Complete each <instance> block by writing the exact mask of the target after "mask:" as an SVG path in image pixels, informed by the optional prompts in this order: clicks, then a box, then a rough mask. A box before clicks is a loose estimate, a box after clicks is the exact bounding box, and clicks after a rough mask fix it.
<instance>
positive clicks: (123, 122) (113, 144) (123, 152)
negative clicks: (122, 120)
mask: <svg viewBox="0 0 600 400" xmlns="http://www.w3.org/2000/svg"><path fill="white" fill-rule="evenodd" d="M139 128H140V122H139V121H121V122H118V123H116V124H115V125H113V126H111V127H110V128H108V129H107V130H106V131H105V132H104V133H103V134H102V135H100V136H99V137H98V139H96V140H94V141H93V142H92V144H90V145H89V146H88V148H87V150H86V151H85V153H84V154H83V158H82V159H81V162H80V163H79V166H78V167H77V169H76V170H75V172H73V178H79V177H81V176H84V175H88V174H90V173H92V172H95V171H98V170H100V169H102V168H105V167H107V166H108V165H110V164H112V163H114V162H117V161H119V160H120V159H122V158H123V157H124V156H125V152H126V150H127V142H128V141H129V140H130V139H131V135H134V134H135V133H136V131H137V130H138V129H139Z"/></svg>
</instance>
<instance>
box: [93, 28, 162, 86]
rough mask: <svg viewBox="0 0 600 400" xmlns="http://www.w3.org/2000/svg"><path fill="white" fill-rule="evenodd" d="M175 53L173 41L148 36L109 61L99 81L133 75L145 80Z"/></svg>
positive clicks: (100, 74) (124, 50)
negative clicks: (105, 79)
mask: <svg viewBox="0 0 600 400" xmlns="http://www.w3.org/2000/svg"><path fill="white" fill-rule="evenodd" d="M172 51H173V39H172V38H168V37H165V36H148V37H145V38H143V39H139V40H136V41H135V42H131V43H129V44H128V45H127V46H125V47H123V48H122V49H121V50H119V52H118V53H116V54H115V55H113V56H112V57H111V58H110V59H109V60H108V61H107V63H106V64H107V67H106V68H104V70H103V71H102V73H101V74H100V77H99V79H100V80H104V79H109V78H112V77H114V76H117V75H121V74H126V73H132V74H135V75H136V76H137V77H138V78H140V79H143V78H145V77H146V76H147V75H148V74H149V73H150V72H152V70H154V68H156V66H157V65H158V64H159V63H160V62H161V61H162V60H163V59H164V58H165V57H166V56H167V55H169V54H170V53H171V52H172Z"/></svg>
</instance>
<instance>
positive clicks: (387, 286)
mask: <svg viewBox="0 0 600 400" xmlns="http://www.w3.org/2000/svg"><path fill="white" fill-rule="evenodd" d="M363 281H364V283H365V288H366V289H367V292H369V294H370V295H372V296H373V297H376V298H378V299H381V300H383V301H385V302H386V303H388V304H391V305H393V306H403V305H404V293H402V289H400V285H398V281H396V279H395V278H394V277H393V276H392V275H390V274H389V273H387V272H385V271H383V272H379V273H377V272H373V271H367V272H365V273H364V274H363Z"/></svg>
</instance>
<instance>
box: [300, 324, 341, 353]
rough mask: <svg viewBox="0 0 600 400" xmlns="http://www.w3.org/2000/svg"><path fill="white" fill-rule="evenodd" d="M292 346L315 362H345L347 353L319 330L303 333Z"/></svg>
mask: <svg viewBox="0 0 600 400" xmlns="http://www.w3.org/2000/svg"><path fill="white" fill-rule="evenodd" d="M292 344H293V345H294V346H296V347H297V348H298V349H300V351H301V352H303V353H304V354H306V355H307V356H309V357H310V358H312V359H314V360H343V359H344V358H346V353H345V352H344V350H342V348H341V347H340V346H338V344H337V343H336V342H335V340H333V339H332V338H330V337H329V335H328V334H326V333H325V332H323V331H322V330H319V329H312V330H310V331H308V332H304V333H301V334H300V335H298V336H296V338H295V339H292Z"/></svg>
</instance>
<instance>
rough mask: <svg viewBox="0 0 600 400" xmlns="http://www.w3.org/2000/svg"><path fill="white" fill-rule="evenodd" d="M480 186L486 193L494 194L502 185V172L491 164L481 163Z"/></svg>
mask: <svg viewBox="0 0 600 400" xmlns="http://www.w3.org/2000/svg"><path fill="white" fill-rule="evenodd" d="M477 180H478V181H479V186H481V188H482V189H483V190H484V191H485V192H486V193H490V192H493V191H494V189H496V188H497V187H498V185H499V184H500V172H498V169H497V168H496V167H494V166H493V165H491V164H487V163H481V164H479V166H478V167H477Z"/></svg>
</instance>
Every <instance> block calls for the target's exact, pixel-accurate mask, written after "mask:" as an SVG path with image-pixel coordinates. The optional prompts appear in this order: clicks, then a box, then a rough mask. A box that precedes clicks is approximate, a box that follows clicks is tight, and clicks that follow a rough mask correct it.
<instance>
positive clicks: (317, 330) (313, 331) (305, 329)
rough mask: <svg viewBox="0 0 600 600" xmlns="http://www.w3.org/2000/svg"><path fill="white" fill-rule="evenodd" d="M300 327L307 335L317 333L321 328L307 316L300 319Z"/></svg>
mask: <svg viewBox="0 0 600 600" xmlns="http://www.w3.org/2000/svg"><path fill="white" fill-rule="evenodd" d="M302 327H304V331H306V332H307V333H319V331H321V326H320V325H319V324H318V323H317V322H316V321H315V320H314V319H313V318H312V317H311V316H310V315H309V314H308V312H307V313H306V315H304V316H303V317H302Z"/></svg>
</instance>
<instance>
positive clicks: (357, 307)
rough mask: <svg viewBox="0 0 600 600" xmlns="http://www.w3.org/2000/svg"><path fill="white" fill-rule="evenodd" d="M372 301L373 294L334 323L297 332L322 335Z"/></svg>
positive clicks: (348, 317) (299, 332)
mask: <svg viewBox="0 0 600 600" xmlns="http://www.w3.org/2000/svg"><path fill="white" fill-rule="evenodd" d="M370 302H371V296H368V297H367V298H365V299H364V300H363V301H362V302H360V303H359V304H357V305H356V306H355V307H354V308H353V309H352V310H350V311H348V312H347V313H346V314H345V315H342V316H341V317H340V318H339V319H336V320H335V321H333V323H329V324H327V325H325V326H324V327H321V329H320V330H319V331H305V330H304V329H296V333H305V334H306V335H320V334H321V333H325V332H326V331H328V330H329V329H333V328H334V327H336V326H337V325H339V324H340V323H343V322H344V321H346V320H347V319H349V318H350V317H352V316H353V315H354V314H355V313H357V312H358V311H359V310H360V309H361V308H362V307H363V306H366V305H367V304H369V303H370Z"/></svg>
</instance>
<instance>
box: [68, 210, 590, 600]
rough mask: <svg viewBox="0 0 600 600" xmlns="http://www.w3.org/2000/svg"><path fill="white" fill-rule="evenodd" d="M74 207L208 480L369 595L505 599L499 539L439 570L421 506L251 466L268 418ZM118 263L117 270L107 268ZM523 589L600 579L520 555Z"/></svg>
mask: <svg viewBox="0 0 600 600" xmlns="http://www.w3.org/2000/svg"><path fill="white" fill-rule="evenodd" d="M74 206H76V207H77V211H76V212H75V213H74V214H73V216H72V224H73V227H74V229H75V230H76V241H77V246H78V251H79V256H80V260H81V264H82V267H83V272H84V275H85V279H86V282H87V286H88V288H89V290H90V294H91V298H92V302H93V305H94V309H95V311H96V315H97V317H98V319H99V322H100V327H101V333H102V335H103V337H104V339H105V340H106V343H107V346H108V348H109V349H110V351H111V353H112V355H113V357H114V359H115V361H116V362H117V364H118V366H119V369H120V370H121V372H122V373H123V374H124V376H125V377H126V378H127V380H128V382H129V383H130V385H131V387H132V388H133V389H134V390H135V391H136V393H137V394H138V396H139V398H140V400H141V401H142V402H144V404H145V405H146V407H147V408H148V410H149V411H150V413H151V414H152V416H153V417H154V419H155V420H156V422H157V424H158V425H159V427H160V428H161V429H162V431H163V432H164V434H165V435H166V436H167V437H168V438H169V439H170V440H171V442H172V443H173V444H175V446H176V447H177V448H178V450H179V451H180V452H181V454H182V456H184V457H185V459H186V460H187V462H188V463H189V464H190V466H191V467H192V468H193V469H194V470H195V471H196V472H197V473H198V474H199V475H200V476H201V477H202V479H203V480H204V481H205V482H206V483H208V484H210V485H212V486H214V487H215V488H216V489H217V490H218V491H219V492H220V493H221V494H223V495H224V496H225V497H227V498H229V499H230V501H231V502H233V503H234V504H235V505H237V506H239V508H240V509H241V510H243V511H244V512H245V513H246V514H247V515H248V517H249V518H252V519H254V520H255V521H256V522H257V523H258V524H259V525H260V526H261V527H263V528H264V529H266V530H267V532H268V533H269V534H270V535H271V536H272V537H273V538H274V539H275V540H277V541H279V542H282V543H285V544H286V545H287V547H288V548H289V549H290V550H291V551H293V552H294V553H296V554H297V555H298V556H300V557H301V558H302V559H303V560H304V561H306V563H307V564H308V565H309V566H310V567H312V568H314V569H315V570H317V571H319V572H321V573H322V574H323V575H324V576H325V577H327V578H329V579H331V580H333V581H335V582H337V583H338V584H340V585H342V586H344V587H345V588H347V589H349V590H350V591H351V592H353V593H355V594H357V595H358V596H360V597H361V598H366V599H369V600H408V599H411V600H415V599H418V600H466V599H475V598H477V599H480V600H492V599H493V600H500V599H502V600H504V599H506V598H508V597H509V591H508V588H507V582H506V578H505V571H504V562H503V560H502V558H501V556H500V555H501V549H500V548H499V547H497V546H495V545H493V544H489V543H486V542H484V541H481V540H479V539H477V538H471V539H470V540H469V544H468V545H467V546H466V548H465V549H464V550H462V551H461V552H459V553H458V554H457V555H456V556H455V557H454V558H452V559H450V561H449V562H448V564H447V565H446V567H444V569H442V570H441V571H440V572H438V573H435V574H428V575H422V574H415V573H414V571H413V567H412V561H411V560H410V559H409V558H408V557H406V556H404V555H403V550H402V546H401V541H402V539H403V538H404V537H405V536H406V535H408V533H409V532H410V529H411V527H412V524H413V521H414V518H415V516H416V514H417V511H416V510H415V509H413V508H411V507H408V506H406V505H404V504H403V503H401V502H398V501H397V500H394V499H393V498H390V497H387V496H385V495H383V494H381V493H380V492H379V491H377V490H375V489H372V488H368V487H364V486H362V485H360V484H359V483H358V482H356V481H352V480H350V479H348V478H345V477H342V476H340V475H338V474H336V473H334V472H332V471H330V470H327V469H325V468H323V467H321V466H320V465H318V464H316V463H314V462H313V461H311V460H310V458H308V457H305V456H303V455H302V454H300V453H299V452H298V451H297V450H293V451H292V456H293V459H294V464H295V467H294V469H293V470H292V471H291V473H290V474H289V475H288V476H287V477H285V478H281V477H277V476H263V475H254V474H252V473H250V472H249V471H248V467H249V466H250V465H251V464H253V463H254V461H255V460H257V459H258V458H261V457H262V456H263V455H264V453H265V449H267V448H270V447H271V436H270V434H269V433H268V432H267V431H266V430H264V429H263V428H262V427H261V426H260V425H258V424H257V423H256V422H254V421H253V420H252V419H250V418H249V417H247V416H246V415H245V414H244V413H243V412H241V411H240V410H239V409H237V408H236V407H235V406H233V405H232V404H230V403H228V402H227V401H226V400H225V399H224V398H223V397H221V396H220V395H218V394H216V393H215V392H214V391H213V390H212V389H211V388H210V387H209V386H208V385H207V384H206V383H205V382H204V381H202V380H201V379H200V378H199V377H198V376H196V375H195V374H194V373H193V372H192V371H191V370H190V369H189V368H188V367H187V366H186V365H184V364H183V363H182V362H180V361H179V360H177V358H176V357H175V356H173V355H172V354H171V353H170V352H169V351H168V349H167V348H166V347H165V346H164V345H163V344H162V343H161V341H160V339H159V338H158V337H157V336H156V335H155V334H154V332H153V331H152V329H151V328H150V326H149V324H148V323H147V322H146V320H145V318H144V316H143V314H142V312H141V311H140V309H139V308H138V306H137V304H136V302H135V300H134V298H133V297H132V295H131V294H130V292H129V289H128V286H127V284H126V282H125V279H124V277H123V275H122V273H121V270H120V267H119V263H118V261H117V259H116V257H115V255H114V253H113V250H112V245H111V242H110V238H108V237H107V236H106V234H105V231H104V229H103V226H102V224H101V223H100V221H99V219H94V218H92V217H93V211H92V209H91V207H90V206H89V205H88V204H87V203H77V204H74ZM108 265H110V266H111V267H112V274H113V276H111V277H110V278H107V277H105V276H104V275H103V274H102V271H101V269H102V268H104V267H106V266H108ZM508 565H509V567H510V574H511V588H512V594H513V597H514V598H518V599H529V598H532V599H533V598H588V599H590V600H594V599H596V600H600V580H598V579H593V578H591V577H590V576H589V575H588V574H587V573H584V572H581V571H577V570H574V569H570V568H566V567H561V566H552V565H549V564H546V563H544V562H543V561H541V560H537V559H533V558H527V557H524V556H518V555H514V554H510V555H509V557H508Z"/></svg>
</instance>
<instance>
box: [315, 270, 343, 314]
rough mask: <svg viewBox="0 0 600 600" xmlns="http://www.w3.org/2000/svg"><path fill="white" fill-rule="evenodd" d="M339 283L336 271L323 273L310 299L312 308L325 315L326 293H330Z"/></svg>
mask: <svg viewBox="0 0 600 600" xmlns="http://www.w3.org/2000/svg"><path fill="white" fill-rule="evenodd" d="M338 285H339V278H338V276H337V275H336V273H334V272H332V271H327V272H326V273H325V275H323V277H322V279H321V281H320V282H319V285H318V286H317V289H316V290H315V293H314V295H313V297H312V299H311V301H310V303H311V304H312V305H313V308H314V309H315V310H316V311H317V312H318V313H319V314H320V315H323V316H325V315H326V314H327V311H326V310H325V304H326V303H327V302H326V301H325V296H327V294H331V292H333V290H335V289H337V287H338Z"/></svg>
################
What you are asked to do
Output only the lines from the top of the entries through the one holding "positive clicks: (123, 122)", copied exactly.

Response box
Complete each <instance> block by writing the exact mask of the target after "mask:" as an SVG path in image pixels, informed by the optional prompts in this order: clicks, then a box, then a rough mask. A box before clicks is a loose estimate, a box after clicks is the exact bounding box, and clicks after a rough mask fix it.
<instance>
positive clicks: (123, 122) (113, 144) (123, 152)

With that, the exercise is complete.